Selected passage START

London, September 23, 2020 – EcoAct, has today released the 10th edition of its Sustainability Reporting Performance of the FTSE 100. The report, which includes a leader board ranking the top 20 companies for environmental sustainability disclosure reveals that although an increasing number of companies are setting a Net Zero target, there is an absence of a clearly defined strategy for many.
Net Zero transition strategies need to be in place and implemented by 2030 with Net Zero target no later than 2050.
“Over the ten years we have undertaken this research, we’ve continued to see year-on-year improvements to climate-related reported best practice”, said Stuart Lemmon, CEO, Northern Europe, EcoAct. “Although we are encouraged to see an uplift in company commitments to Net Zero this year, if we are to succeed in this goal, it is imperative that commitments are backed by sound and achievable strategy.”
Scores allocated to the companies in the report range from 0% at their lowest to 92% at their best, demonstrating a highly disparate mix of sustainability performance and indicating that adequate climate-related reporting is still not a given in large companies.

Selected passage END
Supplied records START

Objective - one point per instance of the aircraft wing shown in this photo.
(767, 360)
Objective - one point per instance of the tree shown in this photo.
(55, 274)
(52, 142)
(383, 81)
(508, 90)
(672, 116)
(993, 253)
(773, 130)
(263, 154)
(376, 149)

Supplied records END

> **Your tasks**:
[1] In the EcoAct press release, how many companies does the report's leader board rank?
[2] Condense the paragraph of the EcoAct press release that begins "Scores allocated to the companies" into a single shorter sentence that keeps its main facts.
[3] Quote the EcoAct press release word for word, starting at "London, September 23, 2020" and ending at "strategy for many.".

> **Responses by item number**:
[1] The top 20 companies for environmental sustainability disclosure.

[2] Company scores in the report ranged from 0% to 92%, a highly disparate spread showing that adequate climate-related reporting is still not a given in large companies.

[3]
London, September 23, 2020 – EcoAct, has today released the 10th edition of its Sustainability Reporting Performance of the FTSE 100. The report, which includes a leader board ranking the top 20 companies for environmental sustainability disclosure reveals that although an increasing number of companies are setting a Net Zero target, there is an absence of a clearly defined strategy for many.